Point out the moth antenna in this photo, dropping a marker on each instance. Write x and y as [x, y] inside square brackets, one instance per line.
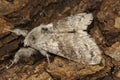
[19, 32]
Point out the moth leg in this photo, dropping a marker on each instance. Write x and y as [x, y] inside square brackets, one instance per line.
[23, 52]
[44, 53]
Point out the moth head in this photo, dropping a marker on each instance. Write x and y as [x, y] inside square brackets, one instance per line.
[32, 37]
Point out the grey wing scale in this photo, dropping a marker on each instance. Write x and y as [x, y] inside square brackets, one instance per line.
[73, 46]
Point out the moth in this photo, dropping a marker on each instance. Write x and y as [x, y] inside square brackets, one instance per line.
[66, 38]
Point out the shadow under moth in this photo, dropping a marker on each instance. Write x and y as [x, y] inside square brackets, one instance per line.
[66, 38]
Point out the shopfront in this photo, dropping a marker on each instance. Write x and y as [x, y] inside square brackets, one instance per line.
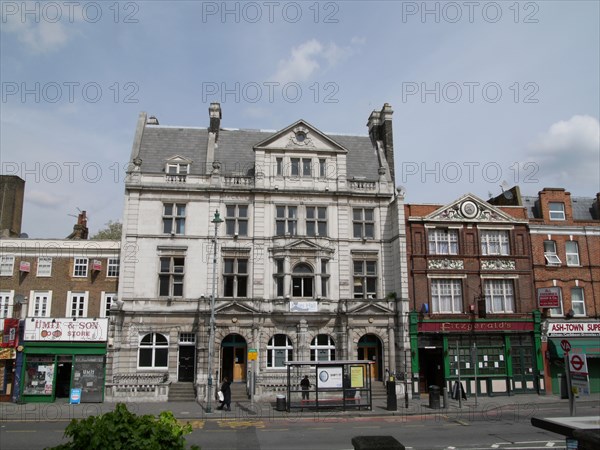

********************

Please print all of the records above exactly, omitting each picture.

Point out the moth antenna in this photo, dropping a marker on each instance. Write x and y as [x, y] inside square brackets, one instance per line.
[19, 32]
Point out the moth leg in this photo, dropping a marker on each instance. Write x and y as [x, y] inside square brackets, one instance per line.
[23, 52]
[44, 53]
Point out the moth head in this photo, dropping a marker on each instance. Write x and y as [x, y] inside square brackets, one instance per line.
[32, 37]
Point out the grey wing scale in this photo, dropping a marker on each instance. Write x and y as [x, y] inside square brackets, one instance per line.
[73, 46]
Point out the moth in this photo, dropping a marker on each instance. Write x and y as [x, y] inside square brackets, one instance per line.
[66, 38]
Point out the shadow under moth in this photo, dropping a marker on each instance. Write x and y as [x, y] inside square brackets, one instance per line.
[66, 38]
Point out the shopfront in this photo, dropping a marker on each instance. Write x and y as [x, y] inside square brackets, one instance per line.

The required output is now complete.